» TASK STATEMENT
Rewrite the lines of all the records below as a numbered list, leaving out any blank lines.

══ TASK INPUTS ══

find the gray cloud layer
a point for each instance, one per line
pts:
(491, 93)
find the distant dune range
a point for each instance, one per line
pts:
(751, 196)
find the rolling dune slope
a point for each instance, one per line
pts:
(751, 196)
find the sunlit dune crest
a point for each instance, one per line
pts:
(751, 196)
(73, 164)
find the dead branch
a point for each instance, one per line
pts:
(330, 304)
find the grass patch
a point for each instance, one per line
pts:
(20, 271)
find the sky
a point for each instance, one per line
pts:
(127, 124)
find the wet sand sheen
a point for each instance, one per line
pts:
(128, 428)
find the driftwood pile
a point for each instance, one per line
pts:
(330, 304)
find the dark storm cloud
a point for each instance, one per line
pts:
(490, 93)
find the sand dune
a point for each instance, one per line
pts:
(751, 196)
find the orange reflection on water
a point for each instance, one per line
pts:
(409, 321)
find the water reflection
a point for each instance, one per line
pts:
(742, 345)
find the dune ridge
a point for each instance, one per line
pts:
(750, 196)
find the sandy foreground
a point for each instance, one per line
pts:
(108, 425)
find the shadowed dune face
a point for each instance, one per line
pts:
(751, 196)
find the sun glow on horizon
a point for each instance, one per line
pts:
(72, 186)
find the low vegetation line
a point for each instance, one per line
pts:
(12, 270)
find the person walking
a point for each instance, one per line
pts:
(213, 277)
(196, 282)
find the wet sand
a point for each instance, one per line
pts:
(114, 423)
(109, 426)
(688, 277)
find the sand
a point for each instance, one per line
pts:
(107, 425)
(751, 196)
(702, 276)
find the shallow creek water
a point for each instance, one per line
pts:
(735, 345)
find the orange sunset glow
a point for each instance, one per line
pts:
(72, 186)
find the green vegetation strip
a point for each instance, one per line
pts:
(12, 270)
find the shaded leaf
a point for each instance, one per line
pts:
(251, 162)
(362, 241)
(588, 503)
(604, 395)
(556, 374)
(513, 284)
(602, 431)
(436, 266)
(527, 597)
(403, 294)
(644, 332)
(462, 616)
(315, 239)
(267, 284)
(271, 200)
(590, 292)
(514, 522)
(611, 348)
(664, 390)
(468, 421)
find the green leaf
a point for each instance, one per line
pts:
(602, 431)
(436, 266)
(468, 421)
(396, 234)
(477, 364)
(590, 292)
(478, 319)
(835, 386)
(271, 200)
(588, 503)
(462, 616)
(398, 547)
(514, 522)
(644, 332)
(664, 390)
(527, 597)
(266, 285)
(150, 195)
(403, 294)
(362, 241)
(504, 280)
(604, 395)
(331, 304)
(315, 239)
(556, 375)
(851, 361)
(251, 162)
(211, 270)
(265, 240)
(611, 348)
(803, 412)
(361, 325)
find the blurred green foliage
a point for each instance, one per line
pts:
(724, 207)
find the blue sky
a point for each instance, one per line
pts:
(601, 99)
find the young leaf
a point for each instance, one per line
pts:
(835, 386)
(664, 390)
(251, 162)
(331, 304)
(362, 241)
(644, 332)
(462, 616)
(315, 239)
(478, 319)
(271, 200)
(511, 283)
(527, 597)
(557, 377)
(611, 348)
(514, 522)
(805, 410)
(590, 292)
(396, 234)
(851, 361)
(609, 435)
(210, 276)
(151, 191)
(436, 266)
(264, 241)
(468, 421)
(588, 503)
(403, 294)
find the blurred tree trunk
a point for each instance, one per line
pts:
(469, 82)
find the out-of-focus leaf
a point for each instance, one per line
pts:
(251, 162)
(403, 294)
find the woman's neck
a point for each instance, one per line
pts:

═══

» SOLUTION FOR THIS EXERCISE
1. find the gray cloud layer
2. a point for each instance, one per line
3. pts:
4. (491, 93)
5. find the distant dune range
6. a point for each instance, one per line
7. pts:
8. (751, 196)
9. find the rolling dune slope
10. a point for each instance, one per line
11. pts:
12. (751, 196)
13. find the sunlit dune crest
14. a point for each instance, one per line
15. pts:
16. (751, 196)
17. (73, 164)
18. find the dead branch
19. a point for each instance, one per line
20. pts:
21. (330, 304)
22. find the grass patch
23. a point for each instance, one per line
24. pts:
25. (20, 271)
26. find the sky
27. a point for each instance, one per line
28. pts:
29. (127, 124)
30. find the wet sand sheen
31. a point for each instance, one per line
32. pts:
33. (128, 428)
34. find the driftwood pile
35. a point for each instance, one per line
36. pts:
37. (330, 304)
38. find the dark storm cloud
39. a point for each instance, one per line
40. pts:
41. (490, 93)
42. find the sand dune
43. a point for each instance, one per line
44. pts:
45. (751, 196)
46. find the orange reflection on water
47. a point for each instance, one per line
48. pts:
49. (409, 321)
50. find the water reflection
51. a point for each instance, one per line
52. pts:
53. (742, 345)
54. find the dune ridge
55. a point for each instance, one per line
56. pts:
57. (750, 196)
58. find the sandy foreground
59. a point for each instance, one per line
60. pts:
61. (108, 425)
62. find the shadowed dune face
63. a point for each instance, one per line
64. pts:
65. (751, 196)
66. find the sun glow on horizon
67. a point for each instance, one per line
68. pts:
69. (72, 186)
70. find the low vegetation line
71. a point for each instance, one per line
72. pts:
73. (12, 270)
74. find the person walking
75. a point for each instance, one per line
76. pts:
77. (213, 277)
78. (196, 282)
79. find the wet sand
80. a point for each instance, one per line
81. pts:
82. (114, 423)
83. (109, 426)
84. (688, 277)
85. find the sand
86. a point for each instance, one per line
87. pts:
88. (107, 425)
89. (751, 196)
90. (702, 276)
91. find the shallow creek water
92. a point for each instance, one per line
93. pts:
94. (735, 345)
95. find the orange sunset glow
96. a point for each instance, one per line
97. pts:
98. (72, 186)
99. find the green vegetation strip
100. a point for each instance, one per line
101. pts:
102. (12, 270)
103. find the shaded leaf
104. a point for each instance, one per line
105. pts:
106. (251, 162)
107. (362, 241)
108. (588, 503)
109. (604, 395)
110. (556, 374)
111. (513, 284)
112. (602, 431)
113. (436, 266)
114. (527, 597)
115. (403, 294)
116. (644, 332)
117. (462, 616)
118. (315, 239)
119. (267, 284)
120. (271, 200)
121. (590, 292)
122. (514, 522)
123. (611, 348)
124. (664, 390)
125. (468, 421)
126. find the green leaf
127. a point for each instance, one per line
128. pts:
129. (602, 431)
130. (436, 266)
131. (468, 421)
132. (396, 234)
133. (477, 364)
134. (590, 292)
135. (478, 319)
136. (835, 386)
137. (271, 200)
138. (588, 503)
139. (462, 616)
140. (398, 547)
141. (514, 522)
142. (644, 332)
143. (664, 390)
144. (527, 597)
145. (266, 285)
146. (150, 195)
147. (403, 294)
148. (362, 241)
149. (504, 280)
150. (604, 395)
151. (331, 304)
152. (315, 239)
153. (556, 375)
154. (851, 361)
155. (251, 162)
156. (211, 270)
157. (265, 240)
158. (611, 348)
159. (803, 412)
160. (361, 325)
161. find the blurred green foliage
162. a point for each instance, one per line
163. pts:
164. (724, 207)
165. find the blue sky
166. a point for each instance, one per line
167. pts:
168. (601, 99)
169. find the young leaf
170. a point for each instance, one per line
171. pts:
172. (835, 386)
173. (664, 390)
174. (251, 162)
175. (331, 304)
176. (362, 241)
177. (644, 332)
178. (462, 616)
179. (315, 239)
180. (478, 319)
181. (271, 200)
182. (511, 283)
183. (527, 597)
184. (557, 377)
185. (611, 348)
186. (514, 522)
187. (805, 410)
188. (590, 292)
189. (396, 234)
190. (851, 361)
191. (609, 435)
192. (210, 276)
193. (151, 191)
194. (436, 266)
195. (264, 241)
196. (468, 421)
197. (588, 503)
198. (403, 294)
199. find the blurred tree trunk
200. a point for each instance, one per line
201. pts:
202. (469, 82)
203. find the out-of-focus leaf
204. a point for each instance, one per line
205. pts:
206. (251, 162)
207. (403, 294)
208. find the woman's neck
209. a point for each instance, one per line
210. pts:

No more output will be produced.